## What is required
Report back each line of the data that contains the word "meat".

Entries taken from a collection

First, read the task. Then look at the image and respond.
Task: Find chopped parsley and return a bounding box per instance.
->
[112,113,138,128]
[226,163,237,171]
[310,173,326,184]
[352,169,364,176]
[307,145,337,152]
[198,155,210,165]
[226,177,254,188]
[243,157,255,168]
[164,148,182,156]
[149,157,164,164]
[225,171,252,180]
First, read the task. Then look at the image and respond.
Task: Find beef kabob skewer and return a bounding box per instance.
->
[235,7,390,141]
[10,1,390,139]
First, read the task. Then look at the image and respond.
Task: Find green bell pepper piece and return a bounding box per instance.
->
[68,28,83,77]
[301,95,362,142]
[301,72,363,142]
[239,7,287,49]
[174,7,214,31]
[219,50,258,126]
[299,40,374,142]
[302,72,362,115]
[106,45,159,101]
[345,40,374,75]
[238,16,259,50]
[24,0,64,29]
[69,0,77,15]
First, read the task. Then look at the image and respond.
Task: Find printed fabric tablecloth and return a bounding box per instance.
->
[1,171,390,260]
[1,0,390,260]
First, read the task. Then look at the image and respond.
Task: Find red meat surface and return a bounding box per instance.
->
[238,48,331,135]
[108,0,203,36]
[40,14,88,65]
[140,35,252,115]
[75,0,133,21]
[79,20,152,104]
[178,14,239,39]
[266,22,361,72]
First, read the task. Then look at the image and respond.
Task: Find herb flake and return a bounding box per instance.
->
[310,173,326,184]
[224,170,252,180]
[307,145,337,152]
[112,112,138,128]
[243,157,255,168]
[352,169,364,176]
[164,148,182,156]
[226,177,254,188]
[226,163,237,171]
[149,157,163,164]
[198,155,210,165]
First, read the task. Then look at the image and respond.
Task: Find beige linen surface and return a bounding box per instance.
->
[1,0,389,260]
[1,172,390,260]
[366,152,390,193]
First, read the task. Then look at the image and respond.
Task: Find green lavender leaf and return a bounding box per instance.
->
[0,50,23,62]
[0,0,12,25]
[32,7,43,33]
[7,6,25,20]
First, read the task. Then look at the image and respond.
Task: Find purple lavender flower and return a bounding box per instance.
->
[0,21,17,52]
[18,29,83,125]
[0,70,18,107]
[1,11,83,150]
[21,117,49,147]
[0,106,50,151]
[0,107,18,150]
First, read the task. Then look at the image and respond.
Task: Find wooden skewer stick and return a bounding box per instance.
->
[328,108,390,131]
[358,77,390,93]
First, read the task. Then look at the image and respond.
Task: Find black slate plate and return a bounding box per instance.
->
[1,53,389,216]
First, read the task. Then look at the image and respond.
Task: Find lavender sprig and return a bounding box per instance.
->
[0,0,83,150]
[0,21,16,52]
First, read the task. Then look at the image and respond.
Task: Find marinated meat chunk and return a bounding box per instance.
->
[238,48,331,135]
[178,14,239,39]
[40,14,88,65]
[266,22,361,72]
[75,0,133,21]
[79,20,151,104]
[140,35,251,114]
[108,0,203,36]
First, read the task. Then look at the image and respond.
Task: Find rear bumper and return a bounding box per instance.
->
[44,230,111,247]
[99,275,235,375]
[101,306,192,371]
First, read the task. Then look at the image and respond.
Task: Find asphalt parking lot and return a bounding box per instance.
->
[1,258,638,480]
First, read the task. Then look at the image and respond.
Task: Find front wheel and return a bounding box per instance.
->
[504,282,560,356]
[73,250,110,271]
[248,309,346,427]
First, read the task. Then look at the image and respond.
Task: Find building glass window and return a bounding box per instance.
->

## Answer box
Task: Find red meat surface and return a bounding box per instance.
Task: Find marinated meat chunk and return a bounding box per instance.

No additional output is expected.